- GIVEN RECORDS:
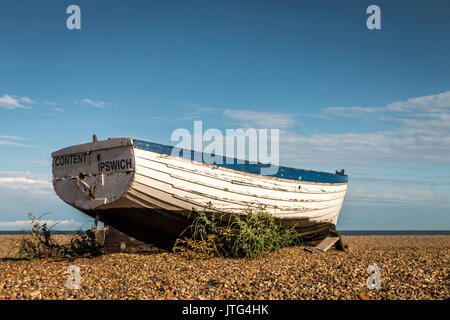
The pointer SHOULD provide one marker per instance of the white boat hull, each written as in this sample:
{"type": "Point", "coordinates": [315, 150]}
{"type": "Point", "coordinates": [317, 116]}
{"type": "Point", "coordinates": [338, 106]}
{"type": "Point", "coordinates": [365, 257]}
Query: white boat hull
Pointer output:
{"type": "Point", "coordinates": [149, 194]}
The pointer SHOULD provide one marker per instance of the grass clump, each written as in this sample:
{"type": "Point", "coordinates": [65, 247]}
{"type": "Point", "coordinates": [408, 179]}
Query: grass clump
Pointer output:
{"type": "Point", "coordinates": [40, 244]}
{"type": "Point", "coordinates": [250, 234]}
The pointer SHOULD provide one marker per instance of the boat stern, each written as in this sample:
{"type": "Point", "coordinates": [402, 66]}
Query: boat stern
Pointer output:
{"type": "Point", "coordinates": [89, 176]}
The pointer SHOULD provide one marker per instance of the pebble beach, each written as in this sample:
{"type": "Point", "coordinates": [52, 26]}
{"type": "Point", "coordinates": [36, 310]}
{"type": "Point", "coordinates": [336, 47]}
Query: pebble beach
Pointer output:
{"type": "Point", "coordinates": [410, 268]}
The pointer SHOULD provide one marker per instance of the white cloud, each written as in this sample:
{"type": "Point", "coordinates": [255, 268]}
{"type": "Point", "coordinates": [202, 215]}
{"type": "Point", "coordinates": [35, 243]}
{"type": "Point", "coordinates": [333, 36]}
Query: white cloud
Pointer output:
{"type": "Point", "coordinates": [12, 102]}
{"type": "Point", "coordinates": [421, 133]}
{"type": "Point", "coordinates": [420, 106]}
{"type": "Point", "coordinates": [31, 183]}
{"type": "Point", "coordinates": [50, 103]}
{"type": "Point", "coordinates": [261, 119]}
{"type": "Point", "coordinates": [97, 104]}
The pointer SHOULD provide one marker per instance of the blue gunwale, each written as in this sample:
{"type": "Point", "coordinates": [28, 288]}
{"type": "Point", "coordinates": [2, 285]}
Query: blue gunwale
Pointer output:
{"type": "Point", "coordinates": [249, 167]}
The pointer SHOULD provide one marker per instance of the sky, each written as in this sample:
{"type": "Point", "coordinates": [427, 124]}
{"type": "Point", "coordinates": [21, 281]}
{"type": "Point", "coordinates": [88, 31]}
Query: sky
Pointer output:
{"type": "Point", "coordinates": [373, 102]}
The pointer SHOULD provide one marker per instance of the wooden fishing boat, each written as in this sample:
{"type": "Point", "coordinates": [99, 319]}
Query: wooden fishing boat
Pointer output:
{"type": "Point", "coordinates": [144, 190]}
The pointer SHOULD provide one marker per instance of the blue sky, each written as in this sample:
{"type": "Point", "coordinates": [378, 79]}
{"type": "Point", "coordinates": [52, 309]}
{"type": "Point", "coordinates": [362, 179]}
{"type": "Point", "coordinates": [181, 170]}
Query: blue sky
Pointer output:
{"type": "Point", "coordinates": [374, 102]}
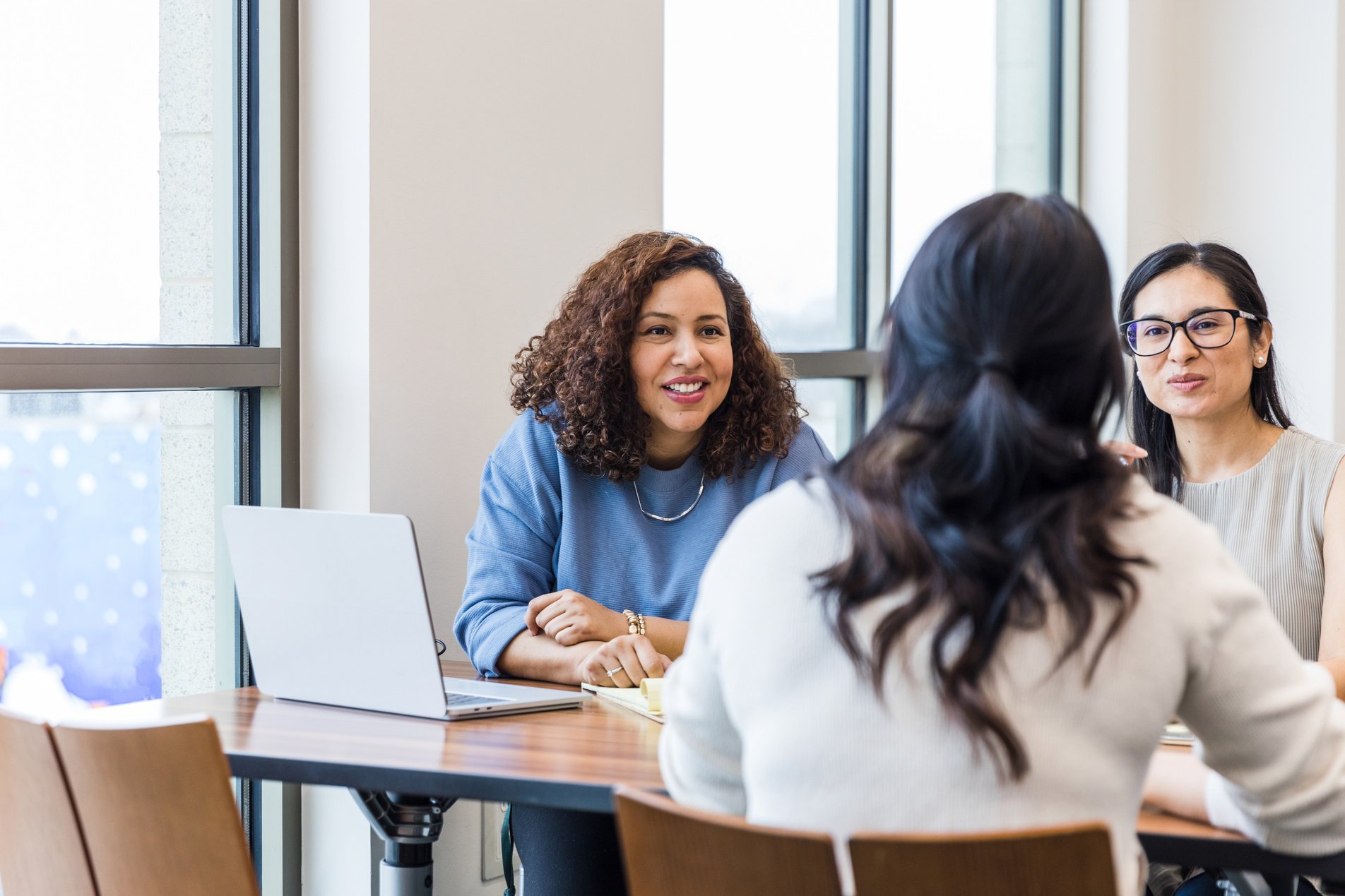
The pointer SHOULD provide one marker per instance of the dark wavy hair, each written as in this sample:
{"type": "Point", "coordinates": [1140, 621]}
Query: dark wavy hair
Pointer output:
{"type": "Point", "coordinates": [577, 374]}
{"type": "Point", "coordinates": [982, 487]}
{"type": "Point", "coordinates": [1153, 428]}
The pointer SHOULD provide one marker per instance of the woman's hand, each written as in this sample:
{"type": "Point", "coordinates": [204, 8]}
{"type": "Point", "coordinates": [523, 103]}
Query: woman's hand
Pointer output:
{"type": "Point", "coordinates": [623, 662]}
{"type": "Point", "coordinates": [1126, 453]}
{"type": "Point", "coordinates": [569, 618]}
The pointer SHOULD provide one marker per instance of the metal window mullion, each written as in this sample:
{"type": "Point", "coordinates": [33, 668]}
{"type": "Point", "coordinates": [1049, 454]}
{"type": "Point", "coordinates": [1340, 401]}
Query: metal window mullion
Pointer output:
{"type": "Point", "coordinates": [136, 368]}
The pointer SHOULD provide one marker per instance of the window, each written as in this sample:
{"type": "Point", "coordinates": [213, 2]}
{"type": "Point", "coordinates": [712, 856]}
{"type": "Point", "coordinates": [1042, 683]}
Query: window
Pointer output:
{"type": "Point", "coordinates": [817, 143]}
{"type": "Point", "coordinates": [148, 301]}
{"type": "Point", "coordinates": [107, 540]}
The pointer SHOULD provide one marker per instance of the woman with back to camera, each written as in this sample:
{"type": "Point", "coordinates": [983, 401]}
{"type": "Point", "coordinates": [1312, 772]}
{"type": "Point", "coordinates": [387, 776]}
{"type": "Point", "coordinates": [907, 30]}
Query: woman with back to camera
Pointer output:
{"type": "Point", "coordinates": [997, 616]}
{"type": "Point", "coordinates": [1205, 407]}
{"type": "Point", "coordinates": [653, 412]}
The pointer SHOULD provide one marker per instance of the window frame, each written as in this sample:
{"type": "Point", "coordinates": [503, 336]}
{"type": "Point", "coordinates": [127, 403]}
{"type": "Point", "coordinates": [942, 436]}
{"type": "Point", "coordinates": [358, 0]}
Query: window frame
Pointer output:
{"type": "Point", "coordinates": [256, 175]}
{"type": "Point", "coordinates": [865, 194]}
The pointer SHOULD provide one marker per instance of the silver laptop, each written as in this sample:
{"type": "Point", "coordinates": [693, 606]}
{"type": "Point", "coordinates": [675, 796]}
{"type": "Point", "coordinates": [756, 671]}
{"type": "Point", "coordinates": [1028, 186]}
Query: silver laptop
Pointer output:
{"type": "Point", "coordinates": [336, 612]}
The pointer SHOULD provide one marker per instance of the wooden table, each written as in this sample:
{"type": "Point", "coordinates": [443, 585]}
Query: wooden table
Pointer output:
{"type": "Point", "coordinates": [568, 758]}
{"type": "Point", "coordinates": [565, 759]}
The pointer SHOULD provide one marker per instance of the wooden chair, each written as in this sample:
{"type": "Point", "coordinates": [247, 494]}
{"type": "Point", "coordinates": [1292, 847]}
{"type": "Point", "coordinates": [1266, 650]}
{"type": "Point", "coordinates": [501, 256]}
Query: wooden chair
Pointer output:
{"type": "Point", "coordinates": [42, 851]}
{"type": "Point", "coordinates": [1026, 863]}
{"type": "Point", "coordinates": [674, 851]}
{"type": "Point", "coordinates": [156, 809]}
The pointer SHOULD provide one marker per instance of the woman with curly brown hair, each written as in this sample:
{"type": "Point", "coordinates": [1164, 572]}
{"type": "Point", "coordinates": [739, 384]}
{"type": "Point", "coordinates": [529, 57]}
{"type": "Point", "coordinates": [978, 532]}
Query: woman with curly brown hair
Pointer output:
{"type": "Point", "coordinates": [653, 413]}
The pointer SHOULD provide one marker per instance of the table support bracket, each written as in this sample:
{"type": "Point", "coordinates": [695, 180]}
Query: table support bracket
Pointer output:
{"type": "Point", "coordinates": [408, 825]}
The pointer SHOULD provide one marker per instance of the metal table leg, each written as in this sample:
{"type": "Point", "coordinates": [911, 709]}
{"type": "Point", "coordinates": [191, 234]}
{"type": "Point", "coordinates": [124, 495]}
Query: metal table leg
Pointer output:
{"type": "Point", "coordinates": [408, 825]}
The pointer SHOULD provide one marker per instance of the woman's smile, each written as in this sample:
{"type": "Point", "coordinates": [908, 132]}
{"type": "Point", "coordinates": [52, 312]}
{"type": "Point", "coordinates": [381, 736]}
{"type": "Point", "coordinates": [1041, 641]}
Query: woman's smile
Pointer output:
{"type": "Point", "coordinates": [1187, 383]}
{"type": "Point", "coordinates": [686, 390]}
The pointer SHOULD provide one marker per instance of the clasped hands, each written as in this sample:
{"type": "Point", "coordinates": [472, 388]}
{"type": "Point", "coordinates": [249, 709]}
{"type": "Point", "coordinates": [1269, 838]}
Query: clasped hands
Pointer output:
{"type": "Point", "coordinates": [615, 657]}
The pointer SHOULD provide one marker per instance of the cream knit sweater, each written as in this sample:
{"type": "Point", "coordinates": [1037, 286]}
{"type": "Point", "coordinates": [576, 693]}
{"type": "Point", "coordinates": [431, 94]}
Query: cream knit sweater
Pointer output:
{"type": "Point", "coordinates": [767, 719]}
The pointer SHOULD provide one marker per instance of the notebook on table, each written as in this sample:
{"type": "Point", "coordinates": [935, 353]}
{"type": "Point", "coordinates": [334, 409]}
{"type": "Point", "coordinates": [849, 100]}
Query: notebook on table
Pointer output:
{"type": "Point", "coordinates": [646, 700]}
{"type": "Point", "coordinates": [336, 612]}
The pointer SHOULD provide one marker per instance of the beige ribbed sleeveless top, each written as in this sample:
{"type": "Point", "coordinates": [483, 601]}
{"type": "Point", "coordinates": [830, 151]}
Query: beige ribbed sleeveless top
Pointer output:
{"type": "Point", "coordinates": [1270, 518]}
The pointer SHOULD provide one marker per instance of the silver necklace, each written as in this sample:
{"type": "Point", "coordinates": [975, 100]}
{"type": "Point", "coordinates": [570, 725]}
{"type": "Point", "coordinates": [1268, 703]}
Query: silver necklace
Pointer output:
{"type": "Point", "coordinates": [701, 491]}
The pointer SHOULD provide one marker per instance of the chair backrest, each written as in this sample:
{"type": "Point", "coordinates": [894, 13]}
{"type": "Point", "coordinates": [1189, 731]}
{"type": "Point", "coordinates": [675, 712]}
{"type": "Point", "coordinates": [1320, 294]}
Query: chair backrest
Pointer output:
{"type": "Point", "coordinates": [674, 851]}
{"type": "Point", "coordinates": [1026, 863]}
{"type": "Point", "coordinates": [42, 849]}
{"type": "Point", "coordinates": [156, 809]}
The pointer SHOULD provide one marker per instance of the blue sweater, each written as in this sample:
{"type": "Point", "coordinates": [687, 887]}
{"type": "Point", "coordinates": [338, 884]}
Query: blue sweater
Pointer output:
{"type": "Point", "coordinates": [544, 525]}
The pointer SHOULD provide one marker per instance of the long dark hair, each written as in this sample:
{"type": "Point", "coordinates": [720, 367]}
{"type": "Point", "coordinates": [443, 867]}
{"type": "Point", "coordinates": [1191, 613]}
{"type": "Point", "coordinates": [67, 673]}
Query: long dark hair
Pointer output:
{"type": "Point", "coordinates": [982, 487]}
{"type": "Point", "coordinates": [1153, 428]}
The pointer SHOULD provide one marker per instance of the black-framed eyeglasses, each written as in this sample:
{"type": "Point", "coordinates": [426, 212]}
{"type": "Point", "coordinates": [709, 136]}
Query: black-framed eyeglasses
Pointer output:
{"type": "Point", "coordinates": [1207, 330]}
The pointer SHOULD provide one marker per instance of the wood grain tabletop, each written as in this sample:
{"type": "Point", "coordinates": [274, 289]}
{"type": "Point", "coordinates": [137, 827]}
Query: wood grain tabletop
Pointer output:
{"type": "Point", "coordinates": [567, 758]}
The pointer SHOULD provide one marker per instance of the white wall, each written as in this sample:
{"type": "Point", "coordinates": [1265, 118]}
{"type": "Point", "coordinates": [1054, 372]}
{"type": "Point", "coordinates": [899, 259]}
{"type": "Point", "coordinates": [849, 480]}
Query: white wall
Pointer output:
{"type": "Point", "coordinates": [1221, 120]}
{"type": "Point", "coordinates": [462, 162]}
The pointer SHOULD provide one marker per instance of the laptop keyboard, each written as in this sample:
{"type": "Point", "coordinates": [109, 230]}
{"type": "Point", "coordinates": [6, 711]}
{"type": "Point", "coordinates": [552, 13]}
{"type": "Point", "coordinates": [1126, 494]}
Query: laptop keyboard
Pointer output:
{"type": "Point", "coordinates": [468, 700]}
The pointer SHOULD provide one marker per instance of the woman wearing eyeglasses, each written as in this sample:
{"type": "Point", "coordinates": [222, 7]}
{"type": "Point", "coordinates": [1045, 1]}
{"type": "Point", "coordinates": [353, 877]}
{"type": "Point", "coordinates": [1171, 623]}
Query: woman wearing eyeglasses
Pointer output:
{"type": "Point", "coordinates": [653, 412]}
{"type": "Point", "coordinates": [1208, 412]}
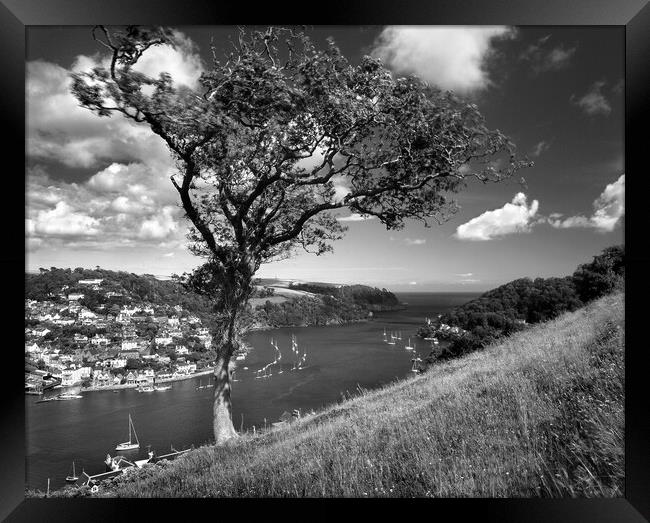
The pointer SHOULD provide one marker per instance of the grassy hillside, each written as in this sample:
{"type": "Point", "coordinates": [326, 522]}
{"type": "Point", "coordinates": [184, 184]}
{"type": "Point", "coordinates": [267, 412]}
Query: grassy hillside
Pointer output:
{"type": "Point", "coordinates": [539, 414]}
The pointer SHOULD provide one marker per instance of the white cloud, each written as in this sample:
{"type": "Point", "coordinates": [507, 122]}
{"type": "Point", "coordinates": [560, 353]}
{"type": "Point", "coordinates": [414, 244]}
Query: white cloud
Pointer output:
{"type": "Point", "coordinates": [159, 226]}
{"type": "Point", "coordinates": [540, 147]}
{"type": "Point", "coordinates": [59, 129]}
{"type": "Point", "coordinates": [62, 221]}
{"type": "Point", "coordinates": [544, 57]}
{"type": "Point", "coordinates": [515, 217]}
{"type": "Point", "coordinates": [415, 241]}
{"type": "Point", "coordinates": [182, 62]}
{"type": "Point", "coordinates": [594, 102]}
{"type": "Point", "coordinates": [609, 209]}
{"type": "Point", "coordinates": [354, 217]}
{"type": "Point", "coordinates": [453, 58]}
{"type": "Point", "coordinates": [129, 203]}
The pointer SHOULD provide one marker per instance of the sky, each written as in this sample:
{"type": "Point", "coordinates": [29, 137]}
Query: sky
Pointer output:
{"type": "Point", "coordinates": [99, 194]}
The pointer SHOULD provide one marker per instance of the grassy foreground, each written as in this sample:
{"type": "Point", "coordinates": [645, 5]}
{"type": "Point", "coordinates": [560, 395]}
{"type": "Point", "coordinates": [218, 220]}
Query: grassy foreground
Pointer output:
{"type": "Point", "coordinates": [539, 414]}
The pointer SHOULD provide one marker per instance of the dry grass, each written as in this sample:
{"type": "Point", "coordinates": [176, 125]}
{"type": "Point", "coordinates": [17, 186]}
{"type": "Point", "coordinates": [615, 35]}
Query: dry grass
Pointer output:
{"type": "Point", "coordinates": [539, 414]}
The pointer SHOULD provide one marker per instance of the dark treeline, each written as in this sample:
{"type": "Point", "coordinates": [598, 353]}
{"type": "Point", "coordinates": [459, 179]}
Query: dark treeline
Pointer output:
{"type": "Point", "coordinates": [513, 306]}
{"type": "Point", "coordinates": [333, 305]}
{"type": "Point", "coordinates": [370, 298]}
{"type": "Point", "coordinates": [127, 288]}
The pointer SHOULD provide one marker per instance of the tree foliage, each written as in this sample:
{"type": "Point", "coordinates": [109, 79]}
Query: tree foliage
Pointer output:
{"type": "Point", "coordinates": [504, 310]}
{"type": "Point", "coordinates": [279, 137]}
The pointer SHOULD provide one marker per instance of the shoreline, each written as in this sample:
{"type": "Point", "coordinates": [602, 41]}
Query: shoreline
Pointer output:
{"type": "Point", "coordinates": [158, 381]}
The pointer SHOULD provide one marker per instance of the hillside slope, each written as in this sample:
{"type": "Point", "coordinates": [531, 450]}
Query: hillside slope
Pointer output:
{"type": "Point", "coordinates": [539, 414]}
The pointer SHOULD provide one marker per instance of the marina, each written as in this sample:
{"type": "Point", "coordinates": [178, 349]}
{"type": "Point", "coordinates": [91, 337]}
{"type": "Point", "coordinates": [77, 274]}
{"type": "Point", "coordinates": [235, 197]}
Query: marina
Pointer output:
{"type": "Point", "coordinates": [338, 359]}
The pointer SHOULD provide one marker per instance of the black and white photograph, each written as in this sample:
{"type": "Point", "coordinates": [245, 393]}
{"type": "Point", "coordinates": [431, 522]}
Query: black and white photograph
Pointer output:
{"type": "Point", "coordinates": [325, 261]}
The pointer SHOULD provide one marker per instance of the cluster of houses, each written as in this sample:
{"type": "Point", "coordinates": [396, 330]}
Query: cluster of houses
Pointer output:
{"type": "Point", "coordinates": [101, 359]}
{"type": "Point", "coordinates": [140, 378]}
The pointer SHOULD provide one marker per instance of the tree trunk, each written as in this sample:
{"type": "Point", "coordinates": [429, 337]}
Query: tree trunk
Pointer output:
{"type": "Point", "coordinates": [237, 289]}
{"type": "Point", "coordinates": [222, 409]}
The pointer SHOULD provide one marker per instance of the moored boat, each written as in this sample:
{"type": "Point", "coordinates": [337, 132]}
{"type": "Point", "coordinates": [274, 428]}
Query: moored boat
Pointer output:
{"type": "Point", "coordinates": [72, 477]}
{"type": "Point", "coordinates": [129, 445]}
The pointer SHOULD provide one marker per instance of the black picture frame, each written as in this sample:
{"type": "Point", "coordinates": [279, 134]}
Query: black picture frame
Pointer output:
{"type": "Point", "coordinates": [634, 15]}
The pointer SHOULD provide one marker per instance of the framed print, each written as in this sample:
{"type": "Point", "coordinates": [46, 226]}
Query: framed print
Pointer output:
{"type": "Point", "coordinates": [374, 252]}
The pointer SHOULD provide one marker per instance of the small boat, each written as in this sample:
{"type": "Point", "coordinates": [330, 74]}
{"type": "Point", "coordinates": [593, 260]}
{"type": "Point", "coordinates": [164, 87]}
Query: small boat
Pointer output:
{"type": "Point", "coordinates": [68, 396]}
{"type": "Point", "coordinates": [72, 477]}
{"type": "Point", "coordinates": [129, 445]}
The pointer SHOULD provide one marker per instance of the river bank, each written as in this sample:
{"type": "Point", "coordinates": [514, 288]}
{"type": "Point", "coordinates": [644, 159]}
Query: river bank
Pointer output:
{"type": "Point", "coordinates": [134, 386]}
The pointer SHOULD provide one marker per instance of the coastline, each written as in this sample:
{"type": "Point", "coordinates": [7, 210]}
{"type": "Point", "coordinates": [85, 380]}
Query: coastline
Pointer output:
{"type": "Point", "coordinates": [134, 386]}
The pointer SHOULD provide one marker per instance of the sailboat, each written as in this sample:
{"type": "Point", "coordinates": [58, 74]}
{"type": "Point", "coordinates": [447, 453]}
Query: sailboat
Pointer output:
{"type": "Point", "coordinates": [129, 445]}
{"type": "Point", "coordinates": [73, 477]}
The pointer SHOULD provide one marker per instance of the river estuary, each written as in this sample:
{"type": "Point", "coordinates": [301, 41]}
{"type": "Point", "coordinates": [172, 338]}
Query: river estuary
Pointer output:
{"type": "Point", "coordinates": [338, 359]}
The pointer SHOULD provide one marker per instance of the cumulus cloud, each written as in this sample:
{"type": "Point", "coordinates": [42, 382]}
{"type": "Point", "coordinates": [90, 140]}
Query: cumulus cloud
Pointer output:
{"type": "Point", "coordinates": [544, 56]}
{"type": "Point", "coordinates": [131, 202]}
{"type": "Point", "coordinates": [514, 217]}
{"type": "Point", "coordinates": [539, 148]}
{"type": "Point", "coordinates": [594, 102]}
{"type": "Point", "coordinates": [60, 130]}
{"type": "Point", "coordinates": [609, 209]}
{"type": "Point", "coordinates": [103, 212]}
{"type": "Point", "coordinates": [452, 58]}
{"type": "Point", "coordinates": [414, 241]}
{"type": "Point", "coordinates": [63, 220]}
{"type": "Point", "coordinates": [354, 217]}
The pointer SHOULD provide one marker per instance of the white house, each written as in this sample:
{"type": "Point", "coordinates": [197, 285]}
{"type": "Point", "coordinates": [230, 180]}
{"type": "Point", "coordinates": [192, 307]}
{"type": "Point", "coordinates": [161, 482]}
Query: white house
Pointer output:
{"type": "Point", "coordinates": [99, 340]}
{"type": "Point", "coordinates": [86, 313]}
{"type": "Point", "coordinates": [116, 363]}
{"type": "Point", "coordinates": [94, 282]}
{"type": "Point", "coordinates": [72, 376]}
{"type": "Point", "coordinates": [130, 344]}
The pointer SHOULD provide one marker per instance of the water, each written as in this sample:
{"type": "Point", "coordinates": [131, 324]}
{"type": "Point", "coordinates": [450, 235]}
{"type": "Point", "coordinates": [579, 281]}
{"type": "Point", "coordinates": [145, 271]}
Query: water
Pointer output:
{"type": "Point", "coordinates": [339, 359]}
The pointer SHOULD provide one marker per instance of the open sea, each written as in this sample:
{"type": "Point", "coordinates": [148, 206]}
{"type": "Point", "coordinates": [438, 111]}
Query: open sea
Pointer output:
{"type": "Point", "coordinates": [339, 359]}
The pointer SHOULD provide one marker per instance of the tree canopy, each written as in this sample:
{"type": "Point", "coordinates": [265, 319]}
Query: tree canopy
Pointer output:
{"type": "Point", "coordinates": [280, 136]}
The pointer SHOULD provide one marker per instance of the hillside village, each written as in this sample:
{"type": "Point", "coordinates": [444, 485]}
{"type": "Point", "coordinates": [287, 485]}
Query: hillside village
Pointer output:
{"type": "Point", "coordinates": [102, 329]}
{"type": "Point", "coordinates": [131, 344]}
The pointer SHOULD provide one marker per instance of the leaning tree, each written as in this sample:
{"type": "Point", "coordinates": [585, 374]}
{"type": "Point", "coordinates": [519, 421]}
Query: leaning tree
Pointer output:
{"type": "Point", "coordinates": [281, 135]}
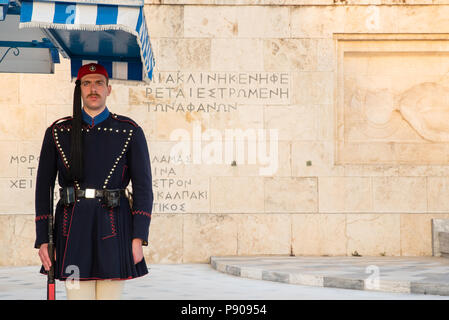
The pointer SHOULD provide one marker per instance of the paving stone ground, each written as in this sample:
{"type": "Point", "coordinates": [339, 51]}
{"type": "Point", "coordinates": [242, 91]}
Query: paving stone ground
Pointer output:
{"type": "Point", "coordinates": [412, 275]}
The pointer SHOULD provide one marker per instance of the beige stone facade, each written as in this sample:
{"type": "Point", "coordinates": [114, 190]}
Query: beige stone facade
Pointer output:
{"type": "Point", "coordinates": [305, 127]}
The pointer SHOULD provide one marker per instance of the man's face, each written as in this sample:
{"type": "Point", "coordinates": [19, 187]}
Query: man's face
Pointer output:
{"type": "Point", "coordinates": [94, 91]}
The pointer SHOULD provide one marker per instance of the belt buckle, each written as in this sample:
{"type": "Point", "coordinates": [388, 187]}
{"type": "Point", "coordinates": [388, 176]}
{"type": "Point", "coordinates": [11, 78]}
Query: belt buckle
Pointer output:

- STATED GOAL: Convert the data into a numbered list, beginning at the start of the data and running through the line that contains "Query: white boat hull", both ends included and blank lines dropped. Omit the pictures.

- FINAL RESULT:
1. The pointer SHOULD provide one marker per instance of the white boat hull, each written as in this sample:
2. {"type": "Point", "coordinates": [315, 150]}
3. {"type": "Point", "coordinates": [317, 116]}
4. {"type": "Point", "coordinates": [338, 106]}
5. {"type": "Point", "coordinates": [365, 257]}
6. Query: white boat hull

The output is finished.